(Region annotation items)
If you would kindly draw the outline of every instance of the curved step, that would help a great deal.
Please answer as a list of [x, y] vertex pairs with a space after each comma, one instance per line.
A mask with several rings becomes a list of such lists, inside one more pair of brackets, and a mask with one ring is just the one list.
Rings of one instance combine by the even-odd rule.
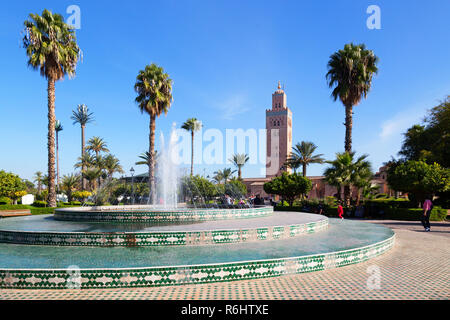
[[0, 242], [50, 246], [174, 246], [297, 237], [326, 229], [328, 218], [280, 212], [245, 220], [135, 225], [55, 221], [52, 215], [0, 221]]
[[386, 227], [330, 219], [328, 231], [278, 241], [190, 247], [0, 244], [0, 288], [120, 288], [248, 280], [359, 263], [388, 251]]
[[54, 217], [61, 221], [149, 223], [246, 219], [270, 214], [273, 214], [273, 207], [164, 210], [152, 206], [105, 206], [56, 209]]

WHAT YOU HAVE TO DO = Recast the data above as a Markdown table with two columns, Row for the row number and Line for the line itself. Skip blank lines and leave the pictures out.

SOLUTION TO THE EXERCISE =
| Row | Line |
|---|---|
| 1 | If you would kindly draw the outline of every instance of the curved step, that would help a great deal. |
| 2 | Please answer as a list of [x, y] vertex pairs with a space after each comma, one instance per line. |
| 3 | A mask with several rings becomes a list of such lists, inside one more pair of brackets, and a mask with one ring is just the one list. |
| 4 | Rings of one instance combine by the even-odd rule. |
| 5 | [[0, 242], [50, 246], [174, 246], [297, 237], [326, 229], [328, 218], [280, 212], [245, 220], [135, 225], [55, 221], [52, 215], [0, 221]] |
| 6 | [[386, 227], [330, 219], [328, 231], [278, 241], [190, 247], [0, 244], [0, 288], [120, 288], [248, 280], [359, 263], [388, 251]] |
| 7 | [[54, 217], [61, 221], [149, 223], [246, 219], [270, 214], [273, 214], [273, 207], [164, 210], [152, 206], [105, 206], [56, 209]] |